SET PROBLEM A
Extract every line of the listing below that contains the word "loudspeaker".

====== TEXT PROVIDED ======

Gitignore folders are not supported
Describe the bug If you have something like this in the gitignore:
folder1/folder2/
scc still counts the files under folder1/folder2.
To Reproduce
- Add some files under
folder1/folder2, and runscs
Expected behavior It should support folders
Desktop (please complete the following information):
- OS: [e.g. macOS, Windows, Linux] Windows 10
- Version [e.g. 22] 3.0.0
Yeah its down to the lack of a reliable .gitignore parse for Go.
I am aware and it's being worked on.
Some time ago, I wrote a Gitignore to Glob converter in TypeScript. If there is no such library in Go, I can try porting it. I exactly followed the GitIgnore specification https://github.com/aminya/globify-gitignore
If you do @aminya ill be happy to use it.
I started implementing one on this branch https://github.com/boyter/scc/tree/issue178 where I wanted to add ** support in, but ran into issues and moved on to some other issues.
Having this as an external library that can be used by other projects would be extremely helpful! I have a few I would have use it instantly!
I have started porting it https://github.com/aminya/globify_gitignore. This is my first Go package, so any help is appreciated.

====== EXERCISE DATA ======

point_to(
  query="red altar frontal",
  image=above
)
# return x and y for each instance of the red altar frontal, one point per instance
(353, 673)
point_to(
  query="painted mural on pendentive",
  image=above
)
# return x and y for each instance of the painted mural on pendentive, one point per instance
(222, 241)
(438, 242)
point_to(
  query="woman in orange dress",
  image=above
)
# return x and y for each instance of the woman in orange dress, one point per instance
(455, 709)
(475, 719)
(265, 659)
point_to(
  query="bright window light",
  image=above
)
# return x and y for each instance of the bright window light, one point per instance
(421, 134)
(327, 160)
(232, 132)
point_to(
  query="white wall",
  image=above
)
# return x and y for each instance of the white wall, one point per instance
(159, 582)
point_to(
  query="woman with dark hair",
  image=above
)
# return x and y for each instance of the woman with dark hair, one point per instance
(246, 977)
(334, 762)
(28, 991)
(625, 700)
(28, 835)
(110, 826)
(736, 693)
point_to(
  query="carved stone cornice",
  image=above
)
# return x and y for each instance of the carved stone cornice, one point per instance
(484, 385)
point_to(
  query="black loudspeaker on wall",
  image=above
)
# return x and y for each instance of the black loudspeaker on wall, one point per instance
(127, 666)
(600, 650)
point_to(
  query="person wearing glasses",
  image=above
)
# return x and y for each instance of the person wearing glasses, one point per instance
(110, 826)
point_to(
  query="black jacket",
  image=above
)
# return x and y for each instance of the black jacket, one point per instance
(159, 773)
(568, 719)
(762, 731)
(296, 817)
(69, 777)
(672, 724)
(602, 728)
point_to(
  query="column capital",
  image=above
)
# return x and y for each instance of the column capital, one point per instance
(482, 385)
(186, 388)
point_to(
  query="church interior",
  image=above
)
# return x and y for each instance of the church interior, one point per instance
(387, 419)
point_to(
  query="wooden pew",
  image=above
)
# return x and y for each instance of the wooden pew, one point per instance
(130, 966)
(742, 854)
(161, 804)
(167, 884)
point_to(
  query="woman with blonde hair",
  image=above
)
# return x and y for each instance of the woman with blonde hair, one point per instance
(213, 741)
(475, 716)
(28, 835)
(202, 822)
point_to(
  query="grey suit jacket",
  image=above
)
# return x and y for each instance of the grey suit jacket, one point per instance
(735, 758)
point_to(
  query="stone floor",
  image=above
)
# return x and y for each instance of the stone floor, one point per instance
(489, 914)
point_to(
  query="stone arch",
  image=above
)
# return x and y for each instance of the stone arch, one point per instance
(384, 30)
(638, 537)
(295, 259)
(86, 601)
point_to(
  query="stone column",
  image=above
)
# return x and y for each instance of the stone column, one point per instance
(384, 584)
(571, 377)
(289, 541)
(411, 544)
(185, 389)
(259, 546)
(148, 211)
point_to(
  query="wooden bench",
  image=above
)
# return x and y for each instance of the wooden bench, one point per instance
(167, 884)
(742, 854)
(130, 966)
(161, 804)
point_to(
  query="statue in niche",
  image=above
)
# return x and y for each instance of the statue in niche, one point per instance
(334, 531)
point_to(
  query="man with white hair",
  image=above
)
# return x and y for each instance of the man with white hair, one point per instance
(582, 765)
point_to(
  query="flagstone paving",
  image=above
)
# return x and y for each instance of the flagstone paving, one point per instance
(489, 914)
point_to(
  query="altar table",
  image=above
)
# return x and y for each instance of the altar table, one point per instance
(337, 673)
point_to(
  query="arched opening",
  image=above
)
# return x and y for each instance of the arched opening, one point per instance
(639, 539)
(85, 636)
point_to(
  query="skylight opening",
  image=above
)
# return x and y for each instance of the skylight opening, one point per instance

======

SET PROBLEM B
In the issue thread about gitignore folder support, what programming language was the Gitignore to Glob converter originally written in?

EXERCISE OUTPUT A
  query="black loudspeaker on wall",
# return x and y for each instance of the black loudspeaker on wall, one point per instance

EXERCISE OUTPUT B
TypeScript.